Repeat the records in full, exactly.

[Dataset entries]
----------

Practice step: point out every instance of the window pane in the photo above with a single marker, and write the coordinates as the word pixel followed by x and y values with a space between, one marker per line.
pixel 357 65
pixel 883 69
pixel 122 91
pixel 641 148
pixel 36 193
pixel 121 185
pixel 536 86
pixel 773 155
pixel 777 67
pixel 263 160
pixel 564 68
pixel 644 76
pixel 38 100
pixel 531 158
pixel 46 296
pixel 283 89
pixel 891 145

----------

_Result of this task_
Practice step: point out every instance of the window pane in the photo above with a single marker, and write the coordinates as the word pixel followed by x and y values with a space between, one marker per line.
pixel 357 65
pixel 883 69
pixel 122 91
pixel 641 148
pixel 36 193
pixel 121 185
pixel 536 86
pixel 773 155
pixel 777 67
pixel 263 160
pixel 564 68
pixel 644 76
pixel 38 100
pixel 531 158
pixel 46 296
pixel 283 89
pixel 891 145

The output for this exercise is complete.